■ Document excerpt
PDA

View Full Version : The new vision of artificial sight technology


fgummett
08-15-2009, 06:19 AM
The new vision of artificial sight technology -- CBC News... (http://www.cbc.ca/health/story/2009/08/12/f-artificial-vision.html)

http://www.cbc.ca/gfx/images/news/photos/2009/08/12/f-evspex-evision.jpg

http://www.cbc.ca/gfx/images/news/photos/2009/08/12/f-vision-improve.jpg
These illustrations show what a person with impaired vision, left, might see with the help of an eSight electronic aid, at right.

Millions of people in North America have vision problems glasses can't correct, but that electronic devices might help.

Vision aids that use electronics and software to enhance images have been cumbersome in the past, but they are getting easier to wear and more powerful.

An Ottawa startup called eSight is one of the companies bringing computer-assisted vision technology to market. It hopes to complete a prototype this summer of a vision aid that looks like a pair of stylish sunglasses, with the addition of an electronic device that clips to your belt.

The glasses have a built-in miniature camera, and image processing software running on the belt-mounted unit that will manipulate that camera's image in different ways to help people with various vision impairments see better. For instance, the software can enhance contrast, make the edges of objects more visible and even zoom in on a specific part of the field of vision. This helps patients with conditions like diabetic retinopathy that make vision blurry.

Ordinary optical lenses can enlarge an image and improve its contrast to a point, but that's the limit of the improvements they can offer, says the company's president, Rob Hilkes. With software, "we can quite dramatically play with brightness and contrast, so that the image that you see is quite different from what you would see with an optical lens," he says.

The eSight system can also perform special tricks aimed at solving other problems. For instance, advanced macular degeneration creates a blind spot right in the middle of the patient's field of vision. It's as if a cloud was hovering right in front of you, blocking your view of whatever you look at directly. People with this condition often learn to compensate by looking to one side of whatever they actually want to look at, so the object is outside the blind spot.

■ Problems to solve
(A) Write out the part of the artificial sight article from "Millions of people" up to and including "to your belt.".
(B) In the artificial sight article, who is named as the president of eSight?

■ Dataset
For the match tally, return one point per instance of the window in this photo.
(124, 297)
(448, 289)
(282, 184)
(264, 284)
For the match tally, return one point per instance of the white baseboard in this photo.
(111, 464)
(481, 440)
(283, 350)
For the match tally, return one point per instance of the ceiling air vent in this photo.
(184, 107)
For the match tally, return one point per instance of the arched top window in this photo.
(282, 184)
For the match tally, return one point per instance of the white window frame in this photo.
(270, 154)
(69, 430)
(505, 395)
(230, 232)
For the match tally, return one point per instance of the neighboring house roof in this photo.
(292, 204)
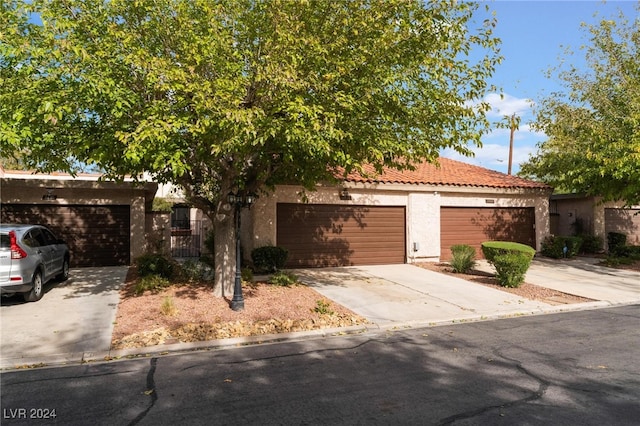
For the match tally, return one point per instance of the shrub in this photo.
(284, 279)
(464, 258)
(155, 264)
(616, 242)
(168, 306)
(269, 258)
(591, 244)
(491, 249)
(151, 283)
(554, 246)
(511, 268)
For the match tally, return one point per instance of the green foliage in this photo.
(269, 258)
(591, 244)
(323, 307)
(491, 249)
(290, 90)
(151, 283)
(247, 274)
(554, 246)
(463, 258)
(161, 205)
(616, 242)
(283, 279)
(593, 126)
(511, 268)
(155, 264)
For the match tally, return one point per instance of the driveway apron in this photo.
(393, 295)
(72, 320)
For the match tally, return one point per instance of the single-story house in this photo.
(577, 213)
(399, 217)
(104, 223)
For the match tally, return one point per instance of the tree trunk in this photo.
(224, 256)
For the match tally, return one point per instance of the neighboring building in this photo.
(577, 213)
(400, 217)
(104, 223)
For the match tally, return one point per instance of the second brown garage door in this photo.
(319, 235)
(473, 226)
(97, 235)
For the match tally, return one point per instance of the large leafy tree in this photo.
(593, 126)
(225, 95)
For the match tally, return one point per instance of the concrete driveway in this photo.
(72, 320)
(398, 295)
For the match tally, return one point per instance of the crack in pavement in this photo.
(150, 391)
(543, 385)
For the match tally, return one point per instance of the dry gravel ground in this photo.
(198, 316)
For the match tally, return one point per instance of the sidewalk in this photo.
(389, 296)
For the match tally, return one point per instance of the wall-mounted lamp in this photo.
(49, 196)
(344, 194)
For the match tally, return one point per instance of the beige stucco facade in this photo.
(422, 206)
(25, 188)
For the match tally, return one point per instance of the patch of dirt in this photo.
(526, 290)
(199, 316)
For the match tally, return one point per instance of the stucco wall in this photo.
(422, 203)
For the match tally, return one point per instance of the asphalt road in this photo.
(578, 368)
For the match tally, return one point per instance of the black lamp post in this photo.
(237, 201)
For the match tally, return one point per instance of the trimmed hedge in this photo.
(463, 258)
(269, 258)
(554, 246)
(511, 268)
(491, 249)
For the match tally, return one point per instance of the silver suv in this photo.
(30, 256)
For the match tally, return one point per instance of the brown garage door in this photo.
(97, 235)
(625, 221)
(473, 226)
(330, 235)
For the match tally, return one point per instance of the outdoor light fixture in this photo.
(344, 194)
(49, 196)
(239, 200)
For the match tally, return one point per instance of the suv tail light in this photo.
(16, 250)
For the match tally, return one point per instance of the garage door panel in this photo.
(473, 226)
(97, 235)
(331, 235)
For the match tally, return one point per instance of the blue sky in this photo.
(534, 36)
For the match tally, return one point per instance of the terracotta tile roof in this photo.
(449, 172)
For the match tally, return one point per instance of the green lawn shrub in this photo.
(491, 249)
(155, 264)
(511, 268)
(269, 258)
(591, 244)
(554, 246)
(463, 258)
(616, 242)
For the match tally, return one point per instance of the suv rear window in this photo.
(5, 242)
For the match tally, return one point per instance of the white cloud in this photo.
(507, 105)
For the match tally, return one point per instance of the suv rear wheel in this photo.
(36, 292)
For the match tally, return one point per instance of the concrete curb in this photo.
(28, 363)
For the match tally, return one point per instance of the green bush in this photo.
(464, 258)
(155, 264)
(554, 246)
(284, 279)
(151, 283)
(491, 249)
(591, 244)
(511, 268)
(269, 258)
(616, 242)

■ Replies
(A)
Millions of people in North America have vision problems glasses can't correct, but that electronic devices might help.

Vision aids that use electronics and software to enhance images have been cumbersome in the past, but they are getting easier to wear and more powerful.

An Ottawa startup called eSight is one of the companies bringing computer-assisted vision technology to market. It hopes to complete a prototype this summer of a vision aid that looks like a pair of stylish sunglasses, with the addition of an electronic device that clips to your belt.

(B) Rob Hilkes